[Coordinate annotation records]
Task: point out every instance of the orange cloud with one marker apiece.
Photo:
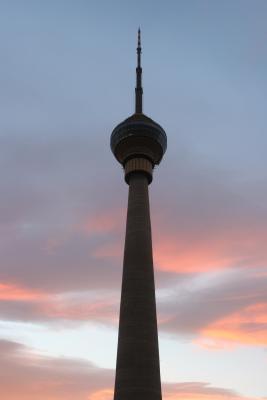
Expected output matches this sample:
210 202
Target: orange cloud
103 394
248 326
189 252
13 292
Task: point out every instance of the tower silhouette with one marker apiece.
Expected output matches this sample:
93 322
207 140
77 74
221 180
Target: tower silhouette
138 143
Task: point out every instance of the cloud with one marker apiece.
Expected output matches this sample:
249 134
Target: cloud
42 377
39 376
198 391
227 306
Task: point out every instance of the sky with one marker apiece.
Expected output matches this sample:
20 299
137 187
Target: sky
67 77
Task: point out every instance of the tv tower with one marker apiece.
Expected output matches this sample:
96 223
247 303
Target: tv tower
138 143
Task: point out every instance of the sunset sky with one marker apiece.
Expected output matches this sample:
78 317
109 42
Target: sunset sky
67 77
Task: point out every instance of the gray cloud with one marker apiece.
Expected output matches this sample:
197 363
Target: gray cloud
37 375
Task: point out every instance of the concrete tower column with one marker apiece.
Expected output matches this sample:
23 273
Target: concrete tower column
138 143
138 371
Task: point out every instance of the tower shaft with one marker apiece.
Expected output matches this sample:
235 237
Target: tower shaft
137 370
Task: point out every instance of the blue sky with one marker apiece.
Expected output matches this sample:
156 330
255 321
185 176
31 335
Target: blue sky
67 77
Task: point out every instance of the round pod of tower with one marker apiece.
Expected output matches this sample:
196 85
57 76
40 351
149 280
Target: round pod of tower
138 143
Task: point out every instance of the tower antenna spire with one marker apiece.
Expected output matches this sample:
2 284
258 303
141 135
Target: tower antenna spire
139 89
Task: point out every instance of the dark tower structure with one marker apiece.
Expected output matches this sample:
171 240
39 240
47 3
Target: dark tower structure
138 143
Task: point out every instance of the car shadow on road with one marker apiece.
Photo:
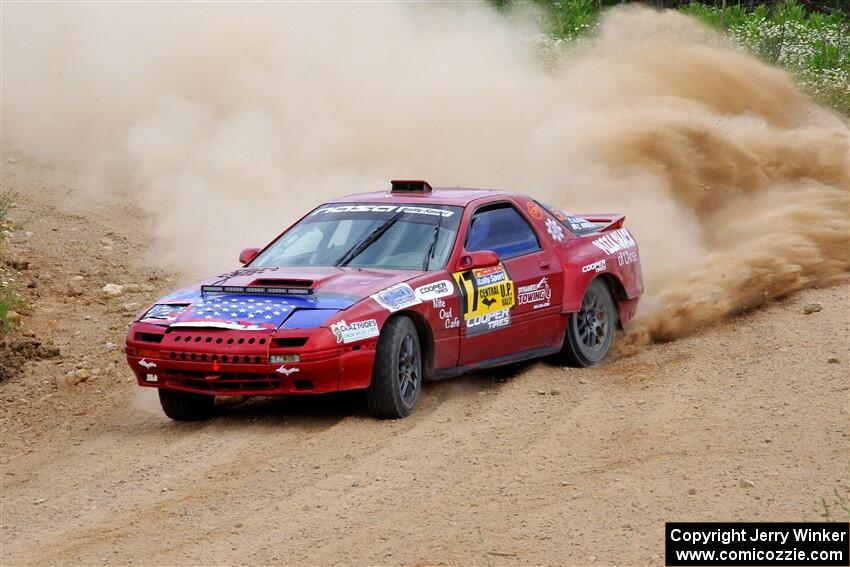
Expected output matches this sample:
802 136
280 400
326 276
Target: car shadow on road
320 411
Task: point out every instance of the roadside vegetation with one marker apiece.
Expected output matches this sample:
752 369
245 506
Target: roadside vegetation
8 299
809 38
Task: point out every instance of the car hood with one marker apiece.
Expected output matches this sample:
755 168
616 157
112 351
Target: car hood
315 294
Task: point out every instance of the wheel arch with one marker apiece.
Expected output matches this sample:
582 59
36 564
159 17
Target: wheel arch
618 292
426 339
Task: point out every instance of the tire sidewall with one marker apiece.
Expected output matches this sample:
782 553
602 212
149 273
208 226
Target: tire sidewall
585 356
406 328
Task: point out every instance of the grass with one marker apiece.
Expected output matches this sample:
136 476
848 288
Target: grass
813 44
8 298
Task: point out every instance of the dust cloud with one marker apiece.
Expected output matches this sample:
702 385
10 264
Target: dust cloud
228 122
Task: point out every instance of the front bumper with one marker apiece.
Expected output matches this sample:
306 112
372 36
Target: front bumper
237 363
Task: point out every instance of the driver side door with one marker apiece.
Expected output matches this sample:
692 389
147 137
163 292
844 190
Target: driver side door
512 307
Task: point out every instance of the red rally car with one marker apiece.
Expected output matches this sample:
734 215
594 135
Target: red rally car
382 291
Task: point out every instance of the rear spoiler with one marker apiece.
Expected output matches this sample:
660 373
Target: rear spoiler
610 221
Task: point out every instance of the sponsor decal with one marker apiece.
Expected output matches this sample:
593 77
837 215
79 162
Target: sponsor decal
539 295
435 290
554 229
615 241
534 210
447 315
412 209
353 332
597 267
492 321
396 297
627 257
484 291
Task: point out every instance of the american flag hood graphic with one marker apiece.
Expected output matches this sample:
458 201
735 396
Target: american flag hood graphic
256 299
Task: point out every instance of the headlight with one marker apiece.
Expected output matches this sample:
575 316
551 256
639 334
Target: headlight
165 310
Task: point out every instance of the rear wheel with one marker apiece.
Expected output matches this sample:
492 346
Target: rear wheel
590 332
397 374
185 406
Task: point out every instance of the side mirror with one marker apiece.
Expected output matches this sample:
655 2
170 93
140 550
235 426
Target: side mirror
247 255
478 259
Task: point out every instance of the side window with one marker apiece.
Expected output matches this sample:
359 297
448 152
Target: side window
502 229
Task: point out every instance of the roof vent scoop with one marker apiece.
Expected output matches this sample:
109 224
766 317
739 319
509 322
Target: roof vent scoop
410 186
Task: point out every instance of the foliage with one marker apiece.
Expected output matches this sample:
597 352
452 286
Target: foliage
8 298
811 40
814 46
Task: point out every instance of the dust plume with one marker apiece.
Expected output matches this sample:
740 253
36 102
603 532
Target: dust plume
228 122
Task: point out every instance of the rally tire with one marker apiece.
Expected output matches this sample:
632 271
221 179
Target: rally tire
590 332
185 406
397 373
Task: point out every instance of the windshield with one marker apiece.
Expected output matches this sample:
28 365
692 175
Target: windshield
398 237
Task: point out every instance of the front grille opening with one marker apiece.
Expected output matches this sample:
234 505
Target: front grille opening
289 342
149 337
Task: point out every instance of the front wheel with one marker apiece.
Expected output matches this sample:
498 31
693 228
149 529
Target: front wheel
591 330
397 374
185 406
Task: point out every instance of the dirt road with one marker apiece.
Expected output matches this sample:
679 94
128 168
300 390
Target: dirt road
744 421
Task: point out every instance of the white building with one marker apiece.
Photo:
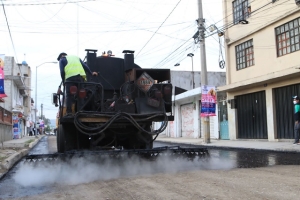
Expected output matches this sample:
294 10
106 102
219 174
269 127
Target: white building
17 85
187 105
262 67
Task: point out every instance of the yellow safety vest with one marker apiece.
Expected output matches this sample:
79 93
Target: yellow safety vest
74 67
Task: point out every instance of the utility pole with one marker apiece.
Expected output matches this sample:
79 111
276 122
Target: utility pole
41 111
204 120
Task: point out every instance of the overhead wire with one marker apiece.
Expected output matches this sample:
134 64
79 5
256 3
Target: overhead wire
10 35
158 28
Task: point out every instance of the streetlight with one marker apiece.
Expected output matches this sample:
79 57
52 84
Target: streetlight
36 88
191 55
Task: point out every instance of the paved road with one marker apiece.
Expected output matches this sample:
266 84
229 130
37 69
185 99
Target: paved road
218 177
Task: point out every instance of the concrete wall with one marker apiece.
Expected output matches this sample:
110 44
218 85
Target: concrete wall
269 71
6 133
183 79
261 29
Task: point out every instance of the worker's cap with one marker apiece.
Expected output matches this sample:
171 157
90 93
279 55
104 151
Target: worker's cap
60 55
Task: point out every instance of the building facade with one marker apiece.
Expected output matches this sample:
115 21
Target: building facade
262 45
17 85
186 102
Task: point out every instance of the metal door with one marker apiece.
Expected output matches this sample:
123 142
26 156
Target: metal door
223 115
187 120
284 110
251 116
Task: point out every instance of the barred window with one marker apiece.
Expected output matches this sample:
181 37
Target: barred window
288 37
244 55
241 10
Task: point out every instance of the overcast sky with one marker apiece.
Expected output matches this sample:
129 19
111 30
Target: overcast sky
159 31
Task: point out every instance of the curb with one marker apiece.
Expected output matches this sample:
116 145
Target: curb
9 162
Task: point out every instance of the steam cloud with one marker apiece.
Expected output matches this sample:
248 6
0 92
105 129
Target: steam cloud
85 170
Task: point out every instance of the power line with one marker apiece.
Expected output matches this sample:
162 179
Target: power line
49 3
158 28
10 34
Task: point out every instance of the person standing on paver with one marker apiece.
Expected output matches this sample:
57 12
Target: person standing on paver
297 119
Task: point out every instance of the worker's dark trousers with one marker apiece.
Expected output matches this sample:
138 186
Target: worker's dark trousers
70 98
296 131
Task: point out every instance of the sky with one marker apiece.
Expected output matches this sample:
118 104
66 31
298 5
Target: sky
159 31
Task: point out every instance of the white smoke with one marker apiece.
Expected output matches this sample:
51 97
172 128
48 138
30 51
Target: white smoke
85 170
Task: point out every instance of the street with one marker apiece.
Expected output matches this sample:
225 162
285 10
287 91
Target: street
225 175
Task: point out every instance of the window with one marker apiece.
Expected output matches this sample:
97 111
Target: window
241 10
288 37
244 55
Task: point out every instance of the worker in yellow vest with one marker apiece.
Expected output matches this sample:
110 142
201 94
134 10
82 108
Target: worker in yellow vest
72 68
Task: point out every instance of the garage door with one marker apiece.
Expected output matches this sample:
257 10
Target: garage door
252 116
285 110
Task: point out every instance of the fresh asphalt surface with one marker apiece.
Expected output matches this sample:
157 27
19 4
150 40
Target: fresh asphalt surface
237 159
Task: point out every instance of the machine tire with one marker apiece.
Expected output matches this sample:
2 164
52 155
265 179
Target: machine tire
148 137
61 142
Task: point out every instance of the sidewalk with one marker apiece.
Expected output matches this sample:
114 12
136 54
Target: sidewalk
14 150
235 144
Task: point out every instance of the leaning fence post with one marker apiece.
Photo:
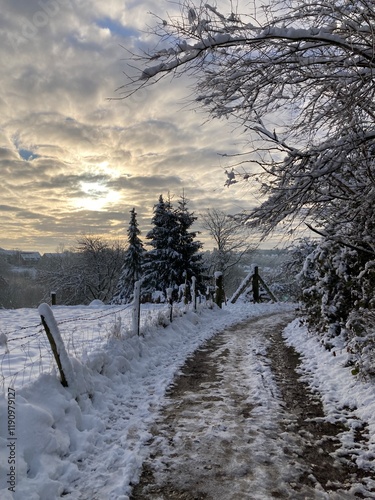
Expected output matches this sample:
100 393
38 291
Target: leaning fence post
57 344
219 289
256 285
193 294
170 302
137 308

### BRIEF
Leave out all pictures and retype precisely the lines that run from the line containing "Task: point out every instance of the garage" to the last line of the records.

### TASK RESULT
Task: point out every instance of the garage door with one marker apiece.
Expected output matches this sample:
257 10
Target: garage door
252 116
285 110
Task: point out every instance of the fresh asphalt surface with one marker apiece.
Expected output matches this sample:
157 27
19 4
150 40
Target: fresh asphalt surface
237 159
Task: point out every instance of the machine tire with one marker apiece.
Expected output matches this sample:
2 164
52 155
265 179
Target: machine tire
148 137
61 142
Task: point out every instance of the sidewalk with one marker apiece.
Expected output matches this sample:
114 12
136 54
Target: sidewalk
14 150
235 144
Task: point out every instance of the leaning fence post with one marker apiece.
Photo:
Expected output matches this sample:
100 393
38 291
Target: leaning fence post
57 344
219 289
256 285
193 294
170 302
137 308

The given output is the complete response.